▶ _Source document_

|---|

I really doubt people are the concerned with how their CEO feels about global warming but the fanatics who tell us the world is ending and being "green" is the most important thing is the world don't live in reality. The fact is that companies being "green" or people driving hybrid cars won't change much of anything. We should be spending all our money on finding alternative sources of energy and paying scientists to research that instead of telling people that if their company isn't "green" the world is going to end.
Your "corporate reality" will cease to exist without a sound environment to uphold its existence; if corporations [mostly the larger, public, multi-national corporations] do not begin down the road to sustainability, the world that encapsulates your "reality" will fail, and all else we know goes with it.
While it is true that nothing about global warming is so concrete that it cannot be disputed, the consensus is real among those we pay to study and understand the environment and what lies ahead of us. And it is this FACT that puzzles me about so called "conservatives," as the belligerent denial of the best information we have flies in the face of true conservatism. The idea that acting on the recommendations is somehow more harmful than a "wait and see" attitude, and that the majority of concerned people are merely liberals with a political agenda, is impossible to fathom, if indeed these are true "conservatives" espousing such opinions of resistance.
And it's not just picking on companies or corporations--but such are huge players in all of this, and they cannot be exempted from necessary change due to faux-conservative greed and selfishness.
Scientists have measured the melting of the ice mass on the poles. They have identified another process called solar dimming whereby particles in the air lessen the intensity of the sun, which would otherwise mean that global warming would be affecting us even faster. We can work with scientists to discuss policy ramifications of their work and our consequent need for fossil fuels. It is the only responsible alternative. We do bear some responsibility for our stewardship of the planet and the climatic conditions we hand down to our children, where we can affect it.
Is global warming real? Well, if you look at this study and ignore that report, then everything is fine. No, we're killing the planet.
You want to debate about euthanasia, social welfare, universal healthcare, or corporate taxes, go for it. Those are matters of opinions. Science is not opinion. Just because you disagree with someone on an issue of opinion, why does that have to carry over and force you to disagree about an issue of fact?
Would it shock you to believe that the North America as far down as the American Plains was encapsulated in an ICE sheet 1 mile thick as recent as 10,000-12,000 yrs ago? One mile thick!! Can you fathom that? It has since retreated well before the advent of the industrial revolution.
Would it shock you to believe that sea levels several thousand years ago were 500 FT lower than then present? This was an enabling circumstance fro the original Americans to walk the land bridge across the Bering strait – sea levels had obviously started to rise due to the Hunter Gatherers gas powered Mastodons.
So please produce the data, not some IPCC mouthpiece talking point, but data that invalidates the natural cycles of earth as a cause of climate change. Then start debating the salient points which have led to the rather mild IPCC conclusions on sea levels and temp rises
But let me ask you, Sparky...
Have you done the math and physics to understand special relativity (SR)? Or general relativity (GR)? Or quantum mechanics? Probably not. Yet I suspect you "believe" your GPS (which depends on both SR and GR), and every little solid-state device you buy, which depend on quantum mechanics.
The more relevant question is: Do you believe in science?
The consensus of the literature is VERY clear. I don't expect you to understand the literature, but trust the scientific process -- or at least give it the benefit of the doubt. I believe this is one process that's earned it.

|---|

▶ _Short task 1_
Return every line of the listing that contains the string "blurred", treating uppercase and lowercase letters as different.
The listing that follows has no connection to the global warming discussion.

▶ _Information supplied_
|---|

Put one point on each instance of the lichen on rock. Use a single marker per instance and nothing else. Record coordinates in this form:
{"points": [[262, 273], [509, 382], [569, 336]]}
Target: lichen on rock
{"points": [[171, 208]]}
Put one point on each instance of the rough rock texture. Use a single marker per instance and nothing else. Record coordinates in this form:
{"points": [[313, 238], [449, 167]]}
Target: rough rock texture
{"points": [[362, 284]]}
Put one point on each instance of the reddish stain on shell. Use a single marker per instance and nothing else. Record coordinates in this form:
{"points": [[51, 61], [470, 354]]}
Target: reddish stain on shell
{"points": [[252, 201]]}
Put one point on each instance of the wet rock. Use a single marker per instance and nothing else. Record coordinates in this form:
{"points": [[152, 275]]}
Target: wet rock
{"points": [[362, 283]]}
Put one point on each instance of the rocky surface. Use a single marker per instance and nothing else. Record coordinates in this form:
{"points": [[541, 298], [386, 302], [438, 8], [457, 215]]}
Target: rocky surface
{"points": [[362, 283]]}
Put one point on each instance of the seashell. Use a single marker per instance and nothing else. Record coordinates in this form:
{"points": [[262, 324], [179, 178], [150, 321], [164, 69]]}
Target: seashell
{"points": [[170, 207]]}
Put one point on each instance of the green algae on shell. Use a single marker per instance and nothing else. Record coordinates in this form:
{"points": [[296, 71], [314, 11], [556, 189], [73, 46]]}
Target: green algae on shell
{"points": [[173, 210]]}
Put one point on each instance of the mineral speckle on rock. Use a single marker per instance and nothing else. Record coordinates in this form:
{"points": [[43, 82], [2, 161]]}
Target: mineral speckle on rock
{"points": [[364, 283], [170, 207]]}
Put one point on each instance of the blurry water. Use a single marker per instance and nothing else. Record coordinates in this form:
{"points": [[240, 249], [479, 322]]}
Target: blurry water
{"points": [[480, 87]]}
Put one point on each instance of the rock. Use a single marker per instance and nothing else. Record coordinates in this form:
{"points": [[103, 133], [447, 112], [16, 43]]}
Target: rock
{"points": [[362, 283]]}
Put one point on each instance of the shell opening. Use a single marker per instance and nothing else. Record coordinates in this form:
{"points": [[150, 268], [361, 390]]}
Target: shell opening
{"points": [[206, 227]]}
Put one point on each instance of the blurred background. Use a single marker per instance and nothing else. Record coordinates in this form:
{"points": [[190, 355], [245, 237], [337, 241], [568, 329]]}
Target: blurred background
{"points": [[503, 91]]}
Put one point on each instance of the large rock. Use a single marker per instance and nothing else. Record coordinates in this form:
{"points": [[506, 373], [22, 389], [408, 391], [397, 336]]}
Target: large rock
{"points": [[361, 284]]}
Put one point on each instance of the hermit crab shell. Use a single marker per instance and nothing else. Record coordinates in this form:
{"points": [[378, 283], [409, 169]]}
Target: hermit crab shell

|---|

▶ _Short task 2_
Continue the global warming discussion from the point where it stops.

▶ _Exercise response 1_
Put one point on each instance of the blurred background. Use a single marker per instance and nothing else. Record coordinates in this form:
Target: blurred background

▶ _Exercise response 2_
Since you don't like the IPCC, I refer you to the websites of the following professional scientific societies, all of which have convened their own panels, drawing on the expertise of their membership, and published statements concurring with the conclusions of the IPCC:
American Geophysical Union (largest organization of geoscientists, at around 50,000 members)
American Association for the Advancement of Science (world's most prestigious)
American Meteorological Society
National Academy of Science (and the national academies of two dozen other countries)
American Chemical Society (largest scientific organization on the planet)
Geological Society of America
American Physical Union
Royal Society
National Association of State Climatologists
etc.
In fact, you'll not find a single scientific society that disagrees. So, as a matter of risk management, perhaps we can just get on with mitigation...
You comments on the IPCC is typical conservative propaganda, Whenever conservatives do not like the findings of any body, scientific or otherwie, they attack it as having an agenda. The conservatives themselves are usually the ones with the most rigid agenda.
The believers have their hearts in the right place but many still don't act.
The apathetic may be blissfully unaware or consciously unwilling to put energy into it.
The Amish, now those folks get it! Hope the rising temps don't screw them too.
But I disagree completely that the fact that we have been incorrect before and are almost certainly incorrect to some degree now means that we shouldn't reduce the amount of carbon we are putting in the atmosphere. The risk we run by not reducing it seems greater than the risk we run by reducing it -- even taking into account the fact that there will be some dislocation to the world economy (as well as the creation of many economic opportunites).
US dependence on foreign oil is bad for our economy and for politics; this will only get worse as oil becomes increasingly scarce. Efforts to move away from a carbon-based economy may be necessary from an economic, political and envioronmental point of view.
If business people view "green" activities as good for business, it may not matter whether they "believe" that human activity causes climate change. Yet the market may reward actions that don't get us the most bang for our green buck.
The extent to which human conduct has contributed to global warming is interesting but not the right question, which is whether global warming is happening, represents a danger, and can be reduced by human conduct.
The ones who don't, the market (as conservatives always say) will get rid of.
Seems quite simple to me.
What do you want, lots of money in the short term, or a successful, ongoing business?
Of course, conservatives will choose the quick money.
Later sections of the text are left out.